WORK TO DO: Please update these lines so that every "Tag" becomes "Mark", leaving everything else unchanged.

INPUT RECORDS:

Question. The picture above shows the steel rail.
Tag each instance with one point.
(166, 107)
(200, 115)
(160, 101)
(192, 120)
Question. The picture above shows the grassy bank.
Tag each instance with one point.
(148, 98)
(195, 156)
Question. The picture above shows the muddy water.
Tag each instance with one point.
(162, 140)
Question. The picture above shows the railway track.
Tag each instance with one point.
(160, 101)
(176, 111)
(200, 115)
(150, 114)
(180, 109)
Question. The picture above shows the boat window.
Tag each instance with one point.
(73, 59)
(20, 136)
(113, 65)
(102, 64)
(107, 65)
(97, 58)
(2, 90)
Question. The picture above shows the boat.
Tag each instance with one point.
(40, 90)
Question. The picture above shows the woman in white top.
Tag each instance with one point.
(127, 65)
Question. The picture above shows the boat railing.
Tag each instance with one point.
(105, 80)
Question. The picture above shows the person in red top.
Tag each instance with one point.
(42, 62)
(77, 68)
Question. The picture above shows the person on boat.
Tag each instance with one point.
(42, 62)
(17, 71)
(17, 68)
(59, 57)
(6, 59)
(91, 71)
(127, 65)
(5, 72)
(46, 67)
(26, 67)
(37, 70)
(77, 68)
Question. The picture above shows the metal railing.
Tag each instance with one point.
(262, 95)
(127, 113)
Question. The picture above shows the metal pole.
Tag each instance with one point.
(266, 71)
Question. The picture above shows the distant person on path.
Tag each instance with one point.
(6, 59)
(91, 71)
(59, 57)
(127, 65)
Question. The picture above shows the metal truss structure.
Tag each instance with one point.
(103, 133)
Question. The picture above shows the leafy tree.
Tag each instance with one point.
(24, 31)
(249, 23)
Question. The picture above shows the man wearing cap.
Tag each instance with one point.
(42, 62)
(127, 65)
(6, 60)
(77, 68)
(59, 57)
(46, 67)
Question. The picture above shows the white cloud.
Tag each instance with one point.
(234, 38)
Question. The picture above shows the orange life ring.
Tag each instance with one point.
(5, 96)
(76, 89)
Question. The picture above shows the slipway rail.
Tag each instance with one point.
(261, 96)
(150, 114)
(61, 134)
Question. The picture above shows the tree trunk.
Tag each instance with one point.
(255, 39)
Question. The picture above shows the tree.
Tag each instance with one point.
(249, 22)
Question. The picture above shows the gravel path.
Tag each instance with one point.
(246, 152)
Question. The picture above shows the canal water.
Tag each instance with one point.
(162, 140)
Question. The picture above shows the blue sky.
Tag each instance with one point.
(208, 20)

THE OUTPUT:
Question. The picture above shows the steel rail.
Mark each instance with one point.
(166, 107)
(200, 115)
(160, 101)
(192, 120)
Question. The picture above shows the grassy bank.
Mark each instance with one point.
(148, 98)
(195, 156)
Question. The picture above shows the muddy water.
Mark each instance with one point.
(162, 140)
Question. The picture above shows the railway track.
Mark each instance with one point.
(160, 101)
(176, 111)
(200, 115)
(150, 114)
(180, 109)
Question. The picture above shows the boat window.
Mark each instance with one point.
(73, 59)
(20, 136)
(113, 65)
(102, 64)
(107, 65)
(97, 58)
(2, 90)
Question. The picture above shows the boat.
Mark each instance with one point.
(40, 90)
Question. The picture above shows the woman in white top.
Mark each instance with one point.
(127, 65)
Question. The picture above shows the boat railing.
Mark each instance with one point.
(105, 80)
Question. The picture above shows the person in red top.
Mark each instance with one point.
(42, 62)
(77, 68)
Question. The picture above shows the person on boat.
Mark each instance with one point.
(42, 62)
(17, 71)
(17, 68)
(59, 57)
(6, 59)
(91, 71)
(127, 65)
(5, 72)
(46, 67)
(26, 67)
(37, 70)
(77, 68)
Question. The picture above shows the metal railing.
Mark each instance with one point.
(262, 95)
(127, 113)
Question. The picture above shows the metal pole.
Mark each instance with one point.
(266, 71)
Question. The picture above shows the distant person on path.
Mark each instance with one point.
(6, 59)
(91, 71)
(59, 57)
(127, 65)
Question. The picture above shows the metal truss structure.
Mark each instance with one point.
(103, 133)
Question. The picture above shows the leafy tree.
Mark each instance with one point.
(24, 31)
(249, 23)
Question. The picture above shows the man wearing cap.
Mark each instance with one point.
(42, 62)
(127, 65)
(6, 60)
(77, 68)
(59, 57)
(46, 67)
Question. The picture above shows the white cloud.
Mark each instance with one point.
(234, 38)
Question. The picture above shows the orange life ring.
Mark each instance with one point.
(5, 96)
(76, 89)
Question. The picture above shows the slipway rail.
Mark each instance with one point.
(261, 96)
(150, 114)
(61, 134)
Question. The picture above shows the tree trunk.
Mark each instance with one point.
(255, 39)
Question. The picture above shows the tree.
Mark each instance with one point.
(249, 22)
Question. The picture above shows the gravel path.
Mark each instance with one point.
(246, 152)
Question. The picture above shows the canal water.
Mark each instance with one point.
(162, 140)
Question. The picture above shows the blue sky.
Mark each instance with one point.
(208, 20)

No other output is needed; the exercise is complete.